>> Start SOURCE MATERIAL

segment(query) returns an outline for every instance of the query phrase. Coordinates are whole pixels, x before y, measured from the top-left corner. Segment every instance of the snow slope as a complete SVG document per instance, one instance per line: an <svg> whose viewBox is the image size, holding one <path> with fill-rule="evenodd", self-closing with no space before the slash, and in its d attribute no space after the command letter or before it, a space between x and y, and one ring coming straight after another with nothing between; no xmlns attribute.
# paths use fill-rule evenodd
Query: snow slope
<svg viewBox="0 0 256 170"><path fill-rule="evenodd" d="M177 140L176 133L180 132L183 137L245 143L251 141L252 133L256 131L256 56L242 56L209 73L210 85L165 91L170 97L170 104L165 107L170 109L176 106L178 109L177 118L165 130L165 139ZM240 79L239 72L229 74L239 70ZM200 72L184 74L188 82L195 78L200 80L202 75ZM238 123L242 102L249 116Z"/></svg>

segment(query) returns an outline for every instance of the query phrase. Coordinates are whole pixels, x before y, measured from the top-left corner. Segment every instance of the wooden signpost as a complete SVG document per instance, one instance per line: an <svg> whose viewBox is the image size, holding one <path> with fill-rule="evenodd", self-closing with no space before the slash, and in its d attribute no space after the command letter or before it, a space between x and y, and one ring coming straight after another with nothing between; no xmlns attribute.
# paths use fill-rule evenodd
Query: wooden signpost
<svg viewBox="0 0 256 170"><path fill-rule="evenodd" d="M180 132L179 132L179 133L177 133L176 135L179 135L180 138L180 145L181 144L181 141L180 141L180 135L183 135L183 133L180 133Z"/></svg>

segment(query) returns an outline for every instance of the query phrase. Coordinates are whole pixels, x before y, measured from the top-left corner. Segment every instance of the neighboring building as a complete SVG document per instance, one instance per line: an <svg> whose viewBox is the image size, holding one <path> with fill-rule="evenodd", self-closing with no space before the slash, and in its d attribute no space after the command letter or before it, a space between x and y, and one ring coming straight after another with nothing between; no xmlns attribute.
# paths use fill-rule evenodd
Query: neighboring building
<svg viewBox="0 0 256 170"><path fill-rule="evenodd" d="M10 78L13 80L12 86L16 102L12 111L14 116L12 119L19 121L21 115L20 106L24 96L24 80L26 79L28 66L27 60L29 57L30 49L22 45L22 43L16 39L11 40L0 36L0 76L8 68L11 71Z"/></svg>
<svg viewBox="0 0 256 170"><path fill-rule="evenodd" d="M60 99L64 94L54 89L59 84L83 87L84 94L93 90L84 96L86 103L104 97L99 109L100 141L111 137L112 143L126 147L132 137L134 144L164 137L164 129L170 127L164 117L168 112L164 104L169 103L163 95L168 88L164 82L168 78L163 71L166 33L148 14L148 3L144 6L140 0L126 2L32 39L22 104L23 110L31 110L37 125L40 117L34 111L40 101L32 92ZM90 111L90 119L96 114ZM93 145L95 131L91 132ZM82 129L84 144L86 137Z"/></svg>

>> End SOURCE MATERIAL

Render all of the data above as a JSON list of strings, one string per line, and omit the blank lines.

» **FULL ANSWER**
[
  "segment(query) returns an outline for every instance of the query phrase. Coordinates are whole pixels, x before y, measured from the top-left corner. Segment every instance of the snow slope as a complete SVG document per instance, one instance per line: an <svg> whose viewBox is the image size, holding one <path> with fill-rule=\"evenodd\", self-closing with no space before the slash, and in its d attribute no space after the command letter or before it, a space between x and y, and one ring coming straight after another with nothing between; no xmlns attribute.",
  "# paths use fill-rule evenodd",
  "Query: snow slope",
  "<svg viewBox=\"0 0 256 170\"><path fill-rule=\"evenodd\" d=\"M177 140L176 133L180 132L183 137L245 143L251 141L252 133L256 131L256 56L242 56L209 73L210 85L165 91L170 97L170 104L165 107L170 109L176 106L178 109L177 118L165 130L165 139ZM240 79L239 72L229 74L239 70ZM200 72L184 74L188 82L195 78L200 80L202 75ZM238 123L242 102L249 116Z\"/></svg>",
  "segment(query) returns an outline for every instance of the query phrase. Coordinates are whole pixels, x before y, measured from the top-left corner. Segment every instance of the wooden signpost as a complete SVG document per instance, one instance per line: an <svg> whose viewBox is the image size, holding one <path> with fill-rule=\"evenodd\", self-closing with no space before the slash, and in its d attribute no space after the command letter or before it, a space between x and y, and one ring coming straight after another with nothing between; no xmlns attribute.",
  "# paths use fill-rule evenodd",
  "Query: wooden signpost",
  "<svg viewBox=\"0 0 256 170\"><path fill-rule=\"evenodd\" d=\"M180 132L179 132L179 133L177 133L176 135L179 135L180 138L180 145L181 144L181 141L180 141L180 135L183 135L183 133L180 133Z\"/></svg>",
  "segment(query) returns an outline for every instance of the query phrase. Coordinates are whole pixels, x before y, measured from the top-left corner. Segment every instance of the neighboring building as a complete SVG document per instance, one instance per line: an <svg> whose viewBox is the image size, holding one <path> with fill-rule=\"evenodd\", self-closing with no space before the slash, and in its d attribute no space after the command letter or before it, a space between x and y, and one ring coming straight after another with nothing between; no xmlns attribute.",
  "# paths use fill-rule evenodd",
  "Query: neighboring building",
  "<svg viewBox=\"0 0 256 170\"><path fill-rule=\"evenodd\" d=\"M10 78L13 80L12 86L16 102L12 111L14 116L12 119L19 121L21 115L20 106L24 96L24 80L26 79L28 66L27 60L29 57L30 49L22 45L22 43L16 39L11 40L0 36L0 76L8 68L11 71Z\"/></svg>",
  "<svg viewBox=\"0 0 256 170\"><path fill-rule=\"evenodd\" d=\"M60 99L64 94L54 89L59 84L83 87L84 94L93 90L84 96L86 103L104 97L99 109L100 141L111 137L112 143L126 147L132 137L134 144L164 137L164 129L170 127L164 117L168 112L164 104L169 103L163 95L168 88L164 82L168 78L163 71L166 33L148 14L148 3L144 6L140 0L126 2L32 39L22 104L23 110L31 110L37 125L40 117L34 111L40 101L32 92ZM90 111L90 119L96 114ZM93 145L95 131L91 132ZM82 129L84 144L86 137Z\"/></svg>"
]